ENTRIES PROVIDED Start Marker

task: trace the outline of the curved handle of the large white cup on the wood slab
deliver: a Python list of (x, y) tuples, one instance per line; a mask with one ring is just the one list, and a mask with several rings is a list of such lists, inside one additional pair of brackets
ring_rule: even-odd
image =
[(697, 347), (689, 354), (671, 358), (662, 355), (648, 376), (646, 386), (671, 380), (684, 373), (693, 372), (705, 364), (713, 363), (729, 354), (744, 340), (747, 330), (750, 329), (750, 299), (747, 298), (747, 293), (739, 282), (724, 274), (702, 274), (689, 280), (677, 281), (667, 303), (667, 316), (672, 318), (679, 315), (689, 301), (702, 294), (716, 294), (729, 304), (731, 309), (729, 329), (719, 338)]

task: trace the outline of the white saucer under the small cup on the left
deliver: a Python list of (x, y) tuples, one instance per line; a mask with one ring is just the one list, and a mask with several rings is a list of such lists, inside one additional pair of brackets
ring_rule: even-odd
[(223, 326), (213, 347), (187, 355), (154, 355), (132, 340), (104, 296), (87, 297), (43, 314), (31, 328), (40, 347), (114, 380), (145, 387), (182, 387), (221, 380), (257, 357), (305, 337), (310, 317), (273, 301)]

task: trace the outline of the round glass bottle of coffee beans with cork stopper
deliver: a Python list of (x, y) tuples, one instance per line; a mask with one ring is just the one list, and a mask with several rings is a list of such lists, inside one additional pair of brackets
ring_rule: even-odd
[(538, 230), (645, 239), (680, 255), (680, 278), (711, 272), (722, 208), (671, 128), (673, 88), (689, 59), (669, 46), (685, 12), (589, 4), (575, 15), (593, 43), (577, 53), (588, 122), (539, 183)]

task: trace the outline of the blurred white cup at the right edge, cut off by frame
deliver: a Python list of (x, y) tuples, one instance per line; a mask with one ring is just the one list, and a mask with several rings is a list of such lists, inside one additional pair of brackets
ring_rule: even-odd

ENTRIES PROVIDED End Marker
ENTRIES PROVIDED Start Marker

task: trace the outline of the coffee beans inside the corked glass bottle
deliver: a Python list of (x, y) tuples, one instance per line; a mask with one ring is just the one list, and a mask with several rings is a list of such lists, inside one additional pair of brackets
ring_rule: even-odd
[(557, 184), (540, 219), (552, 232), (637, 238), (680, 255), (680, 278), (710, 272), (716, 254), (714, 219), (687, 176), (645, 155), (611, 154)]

ENTRIES PROVIDED End Marker
ENTRIES PROVIDED Start Marker

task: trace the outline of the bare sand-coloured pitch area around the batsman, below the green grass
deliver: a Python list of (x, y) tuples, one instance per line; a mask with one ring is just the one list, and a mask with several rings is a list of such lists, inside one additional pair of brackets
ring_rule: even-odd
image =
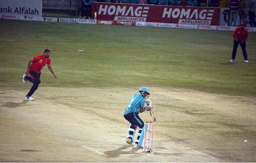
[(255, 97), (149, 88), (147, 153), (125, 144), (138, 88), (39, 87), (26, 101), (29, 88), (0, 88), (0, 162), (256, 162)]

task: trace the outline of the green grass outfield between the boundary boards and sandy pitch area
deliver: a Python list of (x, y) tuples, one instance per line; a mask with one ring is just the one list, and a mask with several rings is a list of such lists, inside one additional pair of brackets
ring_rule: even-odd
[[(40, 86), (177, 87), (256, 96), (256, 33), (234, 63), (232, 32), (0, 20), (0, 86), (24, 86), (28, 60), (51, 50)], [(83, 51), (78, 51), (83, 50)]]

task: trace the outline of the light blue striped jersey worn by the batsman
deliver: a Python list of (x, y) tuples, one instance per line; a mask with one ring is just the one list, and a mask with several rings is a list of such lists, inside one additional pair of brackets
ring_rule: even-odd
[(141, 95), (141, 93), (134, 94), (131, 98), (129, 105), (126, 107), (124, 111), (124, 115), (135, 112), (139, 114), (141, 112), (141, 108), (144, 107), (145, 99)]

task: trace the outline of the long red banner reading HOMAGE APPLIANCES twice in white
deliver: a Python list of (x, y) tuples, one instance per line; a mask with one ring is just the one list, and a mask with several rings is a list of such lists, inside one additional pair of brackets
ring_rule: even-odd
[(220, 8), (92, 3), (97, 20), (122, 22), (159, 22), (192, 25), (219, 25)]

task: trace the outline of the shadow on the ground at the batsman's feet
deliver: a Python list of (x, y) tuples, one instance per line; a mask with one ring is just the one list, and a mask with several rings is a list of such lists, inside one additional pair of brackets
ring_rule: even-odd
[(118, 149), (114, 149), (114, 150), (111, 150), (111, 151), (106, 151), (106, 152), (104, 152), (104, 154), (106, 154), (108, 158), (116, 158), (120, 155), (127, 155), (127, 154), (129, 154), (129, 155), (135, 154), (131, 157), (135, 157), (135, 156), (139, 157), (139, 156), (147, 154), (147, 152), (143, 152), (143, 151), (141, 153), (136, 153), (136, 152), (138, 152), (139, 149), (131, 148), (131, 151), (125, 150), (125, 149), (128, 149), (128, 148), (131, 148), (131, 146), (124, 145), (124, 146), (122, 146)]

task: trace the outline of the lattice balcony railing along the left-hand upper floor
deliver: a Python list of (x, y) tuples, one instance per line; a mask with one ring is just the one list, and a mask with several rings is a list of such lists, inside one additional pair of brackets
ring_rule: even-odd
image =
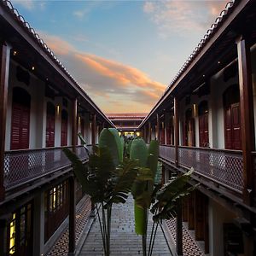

ENTRIES PROVIDED End Marker

### YOUR ASSIGNMENT
Look through the records above and please copy every line in which the string "batsman" occurs.

### SOLUTION FOR THIS TASK
task: trace the outline of the bare sand-coloured pitch area around the batsman, below the green grass
task: trace the outline of the light blue striped jersey worn by the batsman
task: trace the outline of the shadow on the ground at the batsman's feet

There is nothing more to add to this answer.